◆ **Instruction 1**
Find every line in the entries below that contains the string "hair", and copy each of those lines.

Just when I thought every possible Titanic angle has been covered, something unexpected pops up. Now we can learn about how fashion played a role in the daily lives of many aboard Titanic thanks to a new book by Grace Evans. Titanic Style: Dress and Fashion on the Voyage takes a fashion snapshot of Titanic’s passengers.
Titanic Style leads us through the wardrobes of passengers and crew of all classes and ages, from the most intimate undergarments to the warm overcoats needed on that last fearful cold night. The luxurious attire of the ladies in first class, the cream of European and American society, was changed several times a day, while the more sober and conservative clothes of the men of all ranks subtly conveyed their status, and the children were dressed to enhance their social standing.
Okay but I doubt anyone has missed this simple fact: rich people wear more expensive clothes, poor people wear more simple and less costly clothes. The rich back then traveled with trunks and servants, the average person carried their bags (and had no servants). The rich would have several clothing options for dinner, the average just one or two (with formal clothes for special events like religious services). Just wonder whether this book really adds more to what we know about Titanic or just takes us on a stroll down an interesting lane.
Source: Broadway World, Understanding the Titanic Through Fashion, 19 Nov 2012
I recently watched Anthony Bourdain’s No Reservation segment on Ireland. Bourdain was surprised at how much was changing in Belfast and Dublin. New buildings and a higher standard of living was coming along with an influx of people. Food was also taking major strides. No longer just Irish stew but much, much more. Ian Murray, writing in the Daily Echo, recently noted the many positive changes to Belfast, which includes Titanic.

◆ **Instruction 2**
Answer these questions about the post on Titanic fashion above:
(a) Who wrote the book Titanic Style: Dress and Fashion on the Voyage?
(b) What publication and date are given as the source?
(c) Who, writing in the Daily Echo, noted the positive changes to Belfast?

◆ **Extracted data**
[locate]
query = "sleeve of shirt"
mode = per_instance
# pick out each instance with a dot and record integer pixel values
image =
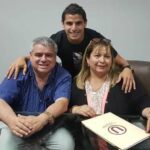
(8, 90)
(63, 86)
(139, 96)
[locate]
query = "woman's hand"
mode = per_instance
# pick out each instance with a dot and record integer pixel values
(19, 127)
(84, 110)
(19, 63)
(37, 122)
(128, 80)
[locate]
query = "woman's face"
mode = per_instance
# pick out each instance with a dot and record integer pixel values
(100, 60)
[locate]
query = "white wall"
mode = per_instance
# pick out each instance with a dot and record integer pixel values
(125, 22)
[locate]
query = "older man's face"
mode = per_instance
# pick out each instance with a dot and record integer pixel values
(43, 59)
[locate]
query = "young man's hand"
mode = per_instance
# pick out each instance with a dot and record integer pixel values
(128, 80)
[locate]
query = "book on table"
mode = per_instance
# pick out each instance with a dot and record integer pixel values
(116, 130)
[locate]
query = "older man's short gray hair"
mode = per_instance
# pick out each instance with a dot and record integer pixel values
(45, 41)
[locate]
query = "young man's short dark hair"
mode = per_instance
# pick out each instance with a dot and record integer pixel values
(74, 9)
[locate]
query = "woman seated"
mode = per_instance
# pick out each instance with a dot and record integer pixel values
(95, 90)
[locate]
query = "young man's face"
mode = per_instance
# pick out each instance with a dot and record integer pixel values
(43, 59)
(74, 26)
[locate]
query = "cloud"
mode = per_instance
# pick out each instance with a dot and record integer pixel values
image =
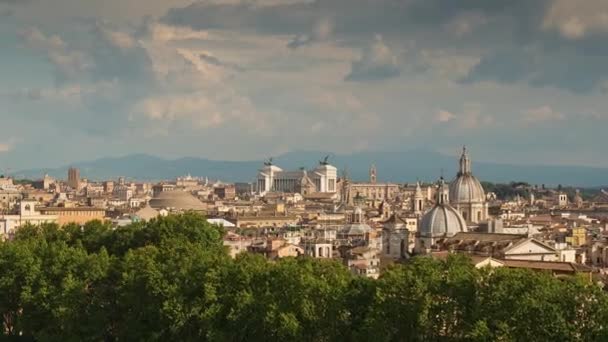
(68, 63)
(444, 116)
(540, 67)
(377, 62)
(5, 147)
(541, 114)
(469, 118)
(165, 33)
(321, 31)
(465, 23)
(577, 19)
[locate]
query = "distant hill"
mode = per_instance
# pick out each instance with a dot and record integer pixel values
(399, 167)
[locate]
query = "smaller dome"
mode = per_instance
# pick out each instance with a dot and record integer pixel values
(466, 189)
(442, 220)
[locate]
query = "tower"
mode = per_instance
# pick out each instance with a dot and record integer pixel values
(467, 194)
(74, 178)
(373, 174)
(418, 201)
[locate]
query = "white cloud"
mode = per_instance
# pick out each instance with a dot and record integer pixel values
(444, 116)
(576, 19)
(465, 23)
(541, 114)
(377, 62)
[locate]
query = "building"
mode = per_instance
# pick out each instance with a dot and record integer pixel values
(276, 249)
(318, 249)
(177, 200)
(9, 198)
(272, 178)
(236, 243)
(265, 220)
(226, 191)
(108, 187)
(501, 246)
(27, 215)
(372, 191)
(363, 261)
(396, 236)
(466, 193)
(74, 178)
(78, 215)
(443, 221)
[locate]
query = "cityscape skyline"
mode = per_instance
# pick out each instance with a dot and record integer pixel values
(242, 80)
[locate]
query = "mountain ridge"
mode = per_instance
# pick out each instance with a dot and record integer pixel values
(397, 166)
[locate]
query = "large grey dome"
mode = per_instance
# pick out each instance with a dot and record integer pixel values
(466, 188)
(442, 220)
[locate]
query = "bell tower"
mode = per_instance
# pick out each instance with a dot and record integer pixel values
(373, 174)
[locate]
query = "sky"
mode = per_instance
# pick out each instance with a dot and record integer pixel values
(517, 81)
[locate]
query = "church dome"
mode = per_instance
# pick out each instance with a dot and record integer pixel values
(177, 199)
(466, 188)
(442, 220)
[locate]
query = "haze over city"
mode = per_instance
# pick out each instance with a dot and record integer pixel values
(521, 82)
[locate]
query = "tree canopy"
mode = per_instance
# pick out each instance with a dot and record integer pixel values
(172, 279)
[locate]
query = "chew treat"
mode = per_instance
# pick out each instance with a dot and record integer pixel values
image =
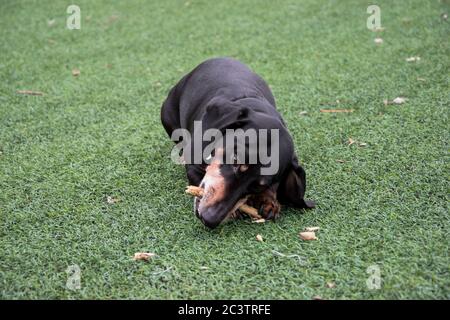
(250, 211)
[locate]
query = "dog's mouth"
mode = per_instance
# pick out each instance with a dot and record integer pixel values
(221, 216)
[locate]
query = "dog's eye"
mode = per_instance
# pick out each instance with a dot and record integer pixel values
(243, 167)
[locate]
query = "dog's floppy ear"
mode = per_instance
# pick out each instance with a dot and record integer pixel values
(293, 185)
(222, 114)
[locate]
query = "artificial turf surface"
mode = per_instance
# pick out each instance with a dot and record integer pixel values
(99, 134)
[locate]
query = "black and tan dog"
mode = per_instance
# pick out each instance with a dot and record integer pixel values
(223, 94)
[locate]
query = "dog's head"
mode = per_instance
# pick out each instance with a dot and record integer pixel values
(258, 154)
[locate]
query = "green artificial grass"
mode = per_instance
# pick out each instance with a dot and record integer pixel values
(62, 154)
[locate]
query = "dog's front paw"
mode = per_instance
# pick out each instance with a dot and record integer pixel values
(267, 204)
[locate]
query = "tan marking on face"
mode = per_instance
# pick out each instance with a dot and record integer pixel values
(214, 186)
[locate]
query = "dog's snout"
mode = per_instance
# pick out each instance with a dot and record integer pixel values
(210, 220)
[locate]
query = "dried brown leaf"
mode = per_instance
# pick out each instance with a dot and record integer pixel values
(145, 256)
(336, 110)
(76, 72)
(111, 200)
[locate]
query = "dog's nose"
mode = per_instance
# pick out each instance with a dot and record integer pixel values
(209, 219)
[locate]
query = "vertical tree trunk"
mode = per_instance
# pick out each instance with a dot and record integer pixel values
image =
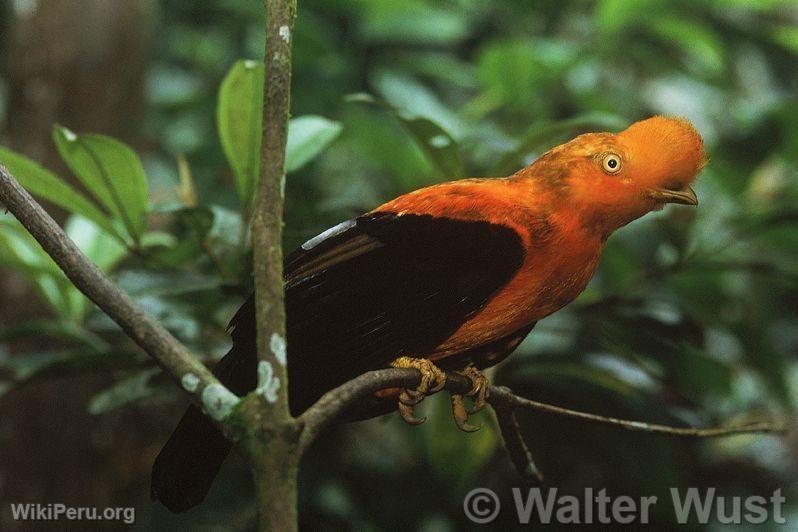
(272, 447)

◆ **Worked answer 1**
query = "older man's short gray hair"
query = "young man's short dark hair"

◆ **Worked answer 2**
(a) Grace Evans
(b) Broadway World, 19 Nov 2012
(c) Ian Murray